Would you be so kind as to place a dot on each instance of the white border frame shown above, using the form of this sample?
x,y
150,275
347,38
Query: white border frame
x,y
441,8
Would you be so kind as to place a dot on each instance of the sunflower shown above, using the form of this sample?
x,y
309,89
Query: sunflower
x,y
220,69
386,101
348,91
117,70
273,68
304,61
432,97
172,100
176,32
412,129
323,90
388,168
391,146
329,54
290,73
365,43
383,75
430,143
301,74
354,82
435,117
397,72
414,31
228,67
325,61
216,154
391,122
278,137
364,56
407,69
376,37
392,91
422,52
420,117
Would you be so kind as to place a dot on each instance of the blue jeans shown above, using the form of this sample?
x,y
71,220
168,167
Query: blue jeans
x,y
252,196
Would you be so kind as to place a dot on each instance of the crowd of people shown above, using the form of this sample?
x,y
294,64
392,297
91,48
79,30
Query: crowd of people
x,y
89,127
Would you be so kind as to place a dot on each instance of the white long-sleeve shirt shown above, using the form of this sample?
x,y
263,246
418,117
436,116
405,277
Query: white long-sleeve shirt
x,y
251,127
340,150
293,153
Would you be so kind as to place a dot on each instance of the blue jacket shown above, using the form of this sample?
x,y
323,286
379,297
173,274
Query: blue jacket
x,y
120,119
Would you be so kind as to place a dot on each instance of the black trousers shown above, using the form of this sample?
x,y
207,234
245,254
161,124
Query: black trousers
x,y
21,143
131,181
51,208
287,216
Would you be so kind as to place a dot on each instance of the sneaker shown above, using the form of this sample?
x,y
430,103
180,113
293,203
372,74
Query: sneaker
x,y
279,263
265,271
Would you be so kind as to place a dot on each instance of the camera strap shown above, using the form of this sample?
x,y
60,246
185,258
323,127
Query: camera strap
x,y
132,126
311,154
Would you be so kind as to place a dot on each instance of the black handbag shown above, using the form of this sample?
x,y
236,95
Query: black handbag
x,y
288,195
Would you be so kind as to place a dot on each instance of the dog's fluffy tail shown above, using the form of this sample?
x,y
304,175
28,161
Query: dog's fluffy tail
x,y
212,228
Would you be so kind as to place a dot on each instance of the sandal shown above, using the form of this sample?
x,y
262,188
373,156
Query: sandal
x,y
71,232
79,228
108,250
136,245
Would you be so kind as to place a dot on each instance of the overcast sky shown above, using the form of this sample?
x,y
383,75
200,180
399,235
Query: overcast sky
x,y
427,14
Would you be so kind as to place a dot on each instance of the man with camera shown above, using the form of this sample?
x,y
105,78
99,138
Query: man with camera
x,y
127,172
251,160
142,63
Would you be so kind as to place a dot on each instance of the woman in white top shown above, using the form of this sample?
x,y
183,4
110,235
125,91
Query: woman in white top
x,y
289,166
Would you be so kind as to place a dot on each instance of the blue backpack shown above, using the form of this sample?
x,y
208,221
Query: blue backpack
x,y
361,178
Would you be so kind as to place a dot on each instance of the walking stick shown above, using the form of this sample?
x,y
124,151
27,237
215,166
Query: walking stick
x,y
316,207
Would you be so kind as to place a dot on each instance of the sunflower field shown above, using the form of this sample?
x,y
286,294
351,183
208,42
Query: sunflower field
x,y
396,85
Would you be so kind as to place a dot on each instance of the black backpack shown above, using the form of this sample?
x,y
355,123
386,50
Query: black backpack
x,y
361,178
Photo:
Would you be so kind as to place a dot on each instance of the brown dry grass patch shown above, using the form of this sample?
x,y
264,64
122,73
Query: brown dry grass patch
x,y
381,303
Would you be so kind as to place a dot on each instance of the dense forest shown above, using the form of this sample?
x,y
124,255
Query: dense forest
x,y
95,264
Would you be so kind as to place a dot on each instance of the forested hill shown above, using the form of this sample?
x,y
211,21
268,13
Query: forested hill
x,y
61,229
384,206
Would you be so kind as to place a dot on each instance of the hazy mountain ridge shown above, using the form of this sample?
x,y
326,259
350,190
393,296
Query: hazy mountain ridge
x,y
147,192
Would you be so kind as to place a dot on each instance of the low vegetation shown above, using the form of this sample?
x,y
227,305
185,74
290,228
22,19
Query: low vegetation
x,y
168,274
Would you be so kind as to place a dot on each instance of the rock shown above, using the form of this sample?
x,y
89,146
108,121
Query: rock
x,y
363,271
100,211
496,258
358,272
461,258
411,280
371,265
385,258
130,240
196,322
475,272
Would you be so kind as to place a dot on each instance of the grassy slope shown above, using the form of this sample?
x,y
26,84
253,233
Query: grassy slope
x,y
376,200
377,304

******

Every entry should be transcribed exactly, with nothing omitted.

Would you be so kind as to place a dot on each instance of the white border frame shown above, using the form of this sample?
x,y
150,275
347,38
Query: white border frame
x,y
441,8
Would you be so kind as to place a dot on each instance of the sunflower shown above, using the form of this sample?
x,y
309,89
Query: sunflower
x,y
220,69
386,101
348,91
117,70
273,68
304,61
432,97
172,100
176,32
412,129
323,90
388,168
391,146
329,54
290,73
365,43
383,75
430,143
301,74
354,82
435,117
397,72
414,31
228,67
325,61
216,154
391,122
278,137
364,56
407,69
376,37
392,91
422,52
420,117
Would you be so kind as to place a dot on each instance of the blue jeans shown above, using the form of this sample?
x,y
71,220
168,167
Query: blue jeans
x,y
252,196
Would you be so kind as to place a dot on each instance of the crowd of people shown above, using the form of this sample?
x,y
294,64
392,297
91,48
79,30
Query: crowd of people
x,y
89,127
Would you be so kind as to place a dot on each instance of the white long-sleeve shirt shown above, using the form of this sample?
x,y
263,246
418,117
436,116
405,277
Query: white long-sleeve shirt
x,y
251,127
340,150
293,153
Would you be so kind as to place a dot on each instance of the blue jacket shown above, using the form of this sample?
x,y
323,286
379,297
173,274
Query: blue jacket
x,y
120,119
Would you be so kind as to place a dot on each instance of the black trousers shown above, using the form of this sample?
x,y
207,234
245,254
161,124
Query: black trousers
x,y
21,143
131,181
51,208
287,216
Would you be so kind as to place a dot on each instance of the sneaker shown above, using the form of this sample?
x,y
430,103
180,113
293,203
372,74
Query: sneaker
x,y
279,263
265,271
Would you be so kind as to place a dot on each instance of the camera strap shown above, using the form of this sample?
x,y
60,246
185,258
323,127
Query: camera strap
x,y
132,126
311,154
Would you be so kind as to place a dot on each instance of the black handbag shown above, using the form of this sample?
x,y
236,95
Query: black handbag
x,y
288,195
Would you be so kind as to place a dot on each instance of the dog's fluffy tail shown above, using the form of this sample?
x,y
304,175
28,161
Query: dog's fluffy tail
x,y
212,228
Would you be so kind as to place a dot on each instance of the sandal shown above, using the form of this sample?
x,y
262,188
373,156
Query: sandal
x,y
71,232
79,228
108,250
136,245
Would you be so kind as to place a dot on each instance of the overcast sky shown above, using the form of this sample?
x,y
383,75
200,180
399,235
Query: overcast sky
x,y
427,14
Would you be so kind as to place a dot on each instance of the man with camera shown above, using the form of this sample?
x,y
105,78
99,138
Query: man with camera
x,y
127,172
251,160
142,63
Would you be so kind as to place a dot on each instance of the woman in white top shown above, using the form of this sample?
x,y
183,4
110,235
125,91
Query: woman in white top
x,y
289,166
Would you be so kind as to place a dot on each instance of the blue backpack shown above, using the form of this sample?
x,y
208,221
Query: blue backpack
x,y
361,178
Would you be so kind as to place a dot on each instance of the walking stick shown above, using the form of this sample?
x,y
124,151
27,237
215,166
Query: walking stick
x,y
316,207
Would you be so kind as to place a dot on each instance of the sunflower field shown above, using the form of this sample?
x,y
286,294
351,183
208,42
Query: sunflower field
x,y
396,85
Would you be so kind as to place a dot on each instance of the black backpack shown above, using the form of this sample?
x,y
355,123
386,50
Query: black backpack
x,y
361,178
Photo:
Would you be so kind as to place a dot on each instance of the brown dry grass patch shown above, using the form of this sample?
x,y
264,64
122,73
Query: brown dry grass patch
x,y
381,303
Would you be so kind as to place a dot on each instance of the dense forest shown above, using the form of this sample?
x,y
124,255
Query: dense forest
x,y
95,264
Would you be so kind as to place a dot on each instance of the forested hill shown above, using the form of this sample?
x,y
211,21
268,13
Query: forested hill
x,y
61,229
384,206
Would you be so kind as to place a dot on each instance of the hazy mountain ridge shown above, using the form of this sample?
x,y
326,259
350,190
393,296
Query: hazy mountain ridge
x,y
147,192
Would you be so kind as to place a dot on each instance of the low vegetation shown above, using the form of this sample?
x,y
227,305
185,74
290,228
22,19
Query: low vegetation
x,y
168,274
Would you be so kind as to place a dot on each instance of the rock shown above, using the form of this sample?
x,y
89,146
108,121
Query: rock
x,y
363,271
100,211
496,258
358,272
461,258
411,280
371,265
385,258
130,240
196,322
475,272
Would you be so kind as to place a dot on each instance of the grassy slope shown above, using the form of this sample?
x,y
26,84
253,233
Query: grassy slope
x,y
376,200
377,304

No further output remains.